> _TEXT SHOWN_
A few years back, I used to recommend that just about everyone get a therapist so they'd know you at baseline. Now, in light of the BetterHelpificaiton of the industry, I wonder if it's doing more harm than good on the whole.
My prior approach - telling everyone to have a therapist - was largely driven by my experience in Florida, where it appears involuntary psychiatric exams and commitments are performed at a rate FAR exceeding other states. https://ps.psychiatryonline.org/doi/10.1176/appi.ps.201900477 (Caveat: this may be due to Florida's superior record keeping, but the numbers are so high vis a vis every other state that I tend to doubt that explanation.)
The high rate of Baker Acts (or 5150s, sectioning, whatever it's called where you are) in Florida creates an environment in which people are afraid to talk to their own doctors or mental health professionals about depression and suicidal ideation. It's a real problem, especially among the student population.
I figured that if you could develop a long-term relationship with a therapist, you'd be more inclined to discuss potential suicide and self-harm topics without fear of being improperly Baker Acted. I no longer believe that, and I wonder if the proliferation of online therapists (and others who behave more like affirmation coaches) has actually increased the rates of involuntary psych holds. I don't like considering that we're disincentivizing people from reaching out for help.
That actually might be an interesting topic - navigating therapy and mental health treatment while harboring fear of being involuntarily held. Thanks as always for the great article!

> _STORED DATA_
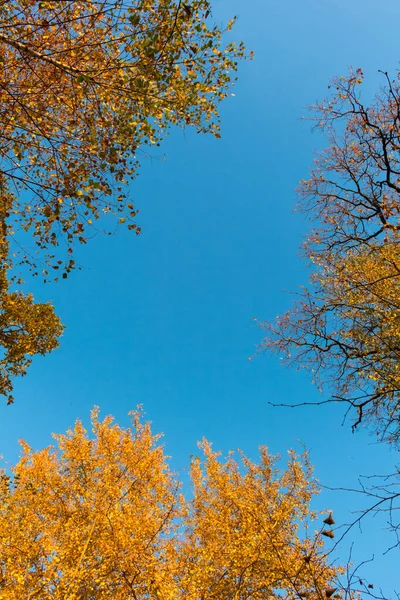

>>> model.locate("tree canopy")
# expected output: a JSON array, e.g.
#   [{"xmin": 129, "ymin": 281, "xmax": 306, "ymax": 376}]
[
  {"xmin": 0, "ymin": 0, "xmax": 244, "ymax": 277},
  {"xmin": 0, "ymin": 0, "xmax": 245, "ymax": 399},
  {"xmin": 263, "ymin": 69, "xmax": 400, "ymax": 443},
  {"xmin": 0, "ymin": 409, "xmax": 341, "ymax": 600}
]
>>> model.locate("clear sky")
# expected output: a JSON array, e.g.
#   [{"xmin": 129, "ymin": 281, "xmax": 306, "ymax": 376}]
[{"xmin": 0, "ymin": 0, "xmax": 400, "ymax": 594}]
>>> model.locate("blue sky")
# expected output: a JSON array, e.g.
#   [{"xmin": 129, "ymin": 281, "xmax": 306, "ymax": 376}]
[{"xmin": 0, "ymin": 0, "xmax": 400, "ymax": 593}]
--
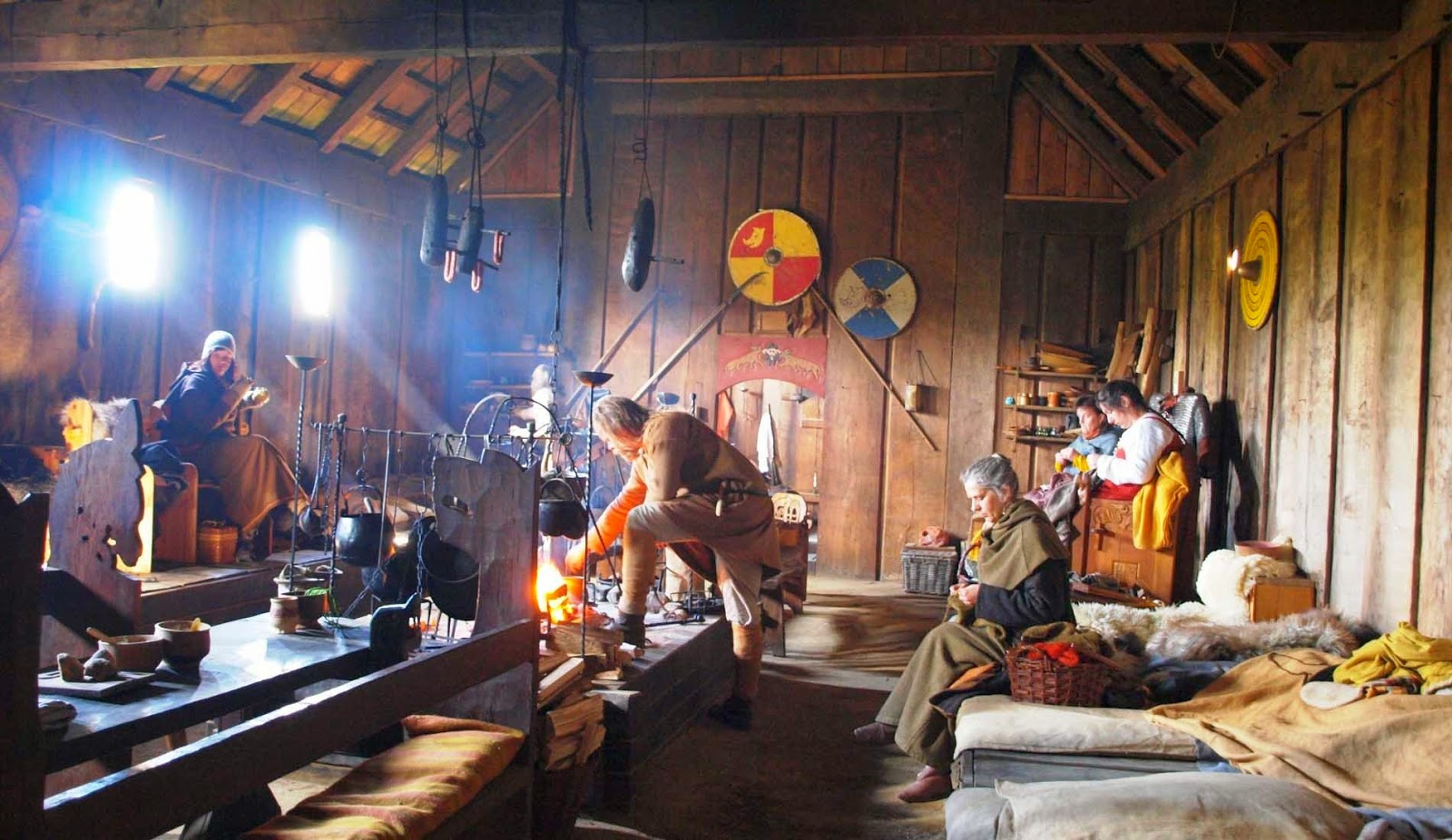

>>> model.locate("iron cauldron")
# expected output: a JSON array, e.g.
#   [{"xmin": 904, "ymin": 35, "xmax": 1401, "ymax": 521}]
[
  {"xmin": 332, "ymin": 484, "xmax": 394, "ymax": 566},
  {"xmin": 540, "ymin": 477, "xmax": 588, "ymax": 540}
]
...
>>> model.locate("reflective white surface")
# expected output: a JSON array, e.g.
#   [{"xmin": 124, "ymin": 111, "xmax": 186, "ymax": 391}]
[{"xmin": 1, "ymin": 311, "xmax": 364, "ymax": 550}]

> _WORK TASK A_
Answer these questions about the text on therapy and psych holds:
(i) Which state's experience mostly drove the writer's earlier habit of telling everyone to have a therapist?
(ii) What does the writer say people there are afraid to talk to their own doctors about?
(iii) What rates does the writer wonder the spread of online therapists has raised?
> _WORK TASK B_
Write out everything from "The high rate" down to "the student population." in the text on therapy and psych holds, renaming "the student population" as "college students".
Answer from the text on therapy and psych holds alone.

> _EXERCISE ANSWER A_
(i) Florida
(ii) Depression and suicidal ideation
(iii) The rates of involuntary psych holds

> _EXERCISE ANSWER B_
The high rate of Baker Acts (or 5150s, sectioning, whatever it's called where you are) in Florida creates an environment in which people are afraid to talk to their own doctors or mental health professionals about depression and suicidal ideation. It's a real problem, especially among college students.